Too Much
Music of Steve Watt and Neil Ayer

Home Story Music Sounds Pictures Production


The Story :

The music of Steve Watt and Neil Ayer comes from a time of deep involvement with the Knowledge revealed by Maharaji and his meditation community in Denver, Colorado.

I met Steve in Denver and we began composing and practicing original music. We  used to play small venues in Denver like Free Weavers and the Bare Tit. For a while we had a regular gig at the Cafe Nepenthes, a legendary Denver coffee house and restaurant.

Eventually we had enough material to make a recording. In the spring of 1978 we borrowed a TEAC four track tape recorder from Jimmy Dale Gilmore and some microphones and drove up into the mountains outside of Boulder to Jimmy Macrea's house. Jimmy was kind enough to let us stay for a few days and record in the beautiful, round, domed, resonant main room of his house. We were very fortunate that my girlfriend Carole Benet (now Carole Ayer) came along for the session and brought her camera to take pictures of the session. Her good friend Jacquelyn also came along to support the project.
+++
### Exercise tasks
a: From the page about Steve Watt and Neil Ayer's music, write out the part that opens with the words containing "The music of" and closes with "house and restaurant.".
b: According to the page about Steve Watt and Neil Ayer's music, from whom did they borrow a tape recorder in the spring of 1978?

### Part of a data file
+++
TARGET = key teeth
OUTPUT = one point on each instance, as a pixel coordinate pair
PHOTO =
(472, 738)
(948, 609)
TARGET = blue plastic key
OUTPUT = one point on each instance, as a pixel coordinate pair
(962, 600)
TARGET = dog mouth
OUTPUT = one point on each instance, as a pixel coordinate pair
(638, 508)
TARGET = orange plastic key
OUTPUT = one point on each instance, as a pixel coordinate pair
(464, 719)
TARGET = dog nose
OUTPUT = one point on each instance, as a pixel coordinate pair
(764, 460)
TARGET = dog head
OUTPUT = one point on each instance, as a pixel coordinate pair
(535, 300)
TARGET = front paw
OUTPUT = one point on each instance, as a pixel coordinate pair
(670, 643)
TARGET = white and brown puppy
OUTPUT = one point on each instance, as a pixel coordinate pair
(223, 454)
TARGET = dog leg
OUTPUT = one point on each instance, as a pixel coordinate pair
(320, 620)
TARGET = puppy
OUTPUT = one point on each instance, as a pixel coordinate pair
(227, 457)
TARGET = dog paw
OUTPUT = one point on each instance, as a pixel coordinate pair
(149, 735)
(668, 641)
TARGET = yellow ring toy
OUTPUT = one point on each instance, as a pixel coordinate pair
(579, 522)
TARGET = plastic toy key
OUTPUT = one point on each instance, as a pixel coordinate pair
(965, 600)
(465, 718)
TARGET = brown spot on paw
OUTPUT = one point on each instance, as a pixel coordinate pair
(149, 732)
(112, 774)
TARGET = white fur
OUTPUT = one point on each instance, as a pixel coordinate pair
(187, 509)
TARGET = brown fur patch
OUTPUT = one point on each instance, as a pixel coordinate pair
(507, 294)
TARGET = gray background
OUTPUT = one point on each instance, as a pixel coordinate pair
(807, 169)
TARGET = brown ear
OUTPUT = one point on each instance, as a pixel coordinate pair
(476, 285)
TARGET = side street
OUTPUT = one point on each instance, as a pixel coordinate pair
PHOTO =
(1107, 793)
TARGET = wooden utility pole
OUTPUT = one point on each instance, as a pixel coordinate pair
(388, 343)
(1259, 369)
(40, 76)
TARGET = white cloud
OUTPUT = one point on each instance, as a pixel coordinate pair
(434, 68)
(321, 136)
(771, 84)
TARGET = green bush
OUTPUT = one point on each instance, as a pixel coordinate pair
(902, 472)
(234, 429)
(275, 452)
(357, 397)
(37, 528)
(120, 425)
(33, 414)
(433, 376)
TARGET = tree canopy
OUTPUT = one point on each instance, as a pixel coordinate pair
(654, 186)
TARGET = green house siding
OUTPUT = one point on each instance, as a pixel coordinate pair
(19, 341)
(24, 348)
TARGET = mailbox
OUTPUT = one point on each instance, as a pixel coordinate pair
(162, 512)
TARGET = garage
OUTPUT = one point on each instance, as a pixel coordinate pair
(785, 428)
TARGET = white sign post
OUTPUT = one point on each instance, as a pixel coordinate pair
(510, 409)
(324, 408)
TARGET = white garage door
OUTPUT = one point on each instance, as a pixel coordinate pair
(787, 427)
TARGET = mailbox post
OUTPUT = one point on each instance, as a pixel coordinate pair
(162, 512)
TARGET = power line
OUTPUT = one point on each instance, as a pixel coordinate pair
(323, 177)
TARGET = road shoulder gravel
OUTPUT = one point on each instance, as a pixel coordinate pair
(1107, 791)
+++
### Results by task
a:
The music of Steve Watt and Neil Ayer comes from a time of deep involvement with the Knowledge revealed by Maharaji and his meditation community in Denver, Colorado.

I met Steve in Denver and we began composing and practicing original music. We  used to play small venues in Denver like Free Weavers and the Bare Tit. For a while we had a regular gig at the Cafe Nepenthes, a legendary Denver coffee house and restaurant.

b: Jimmy Dale Gilmore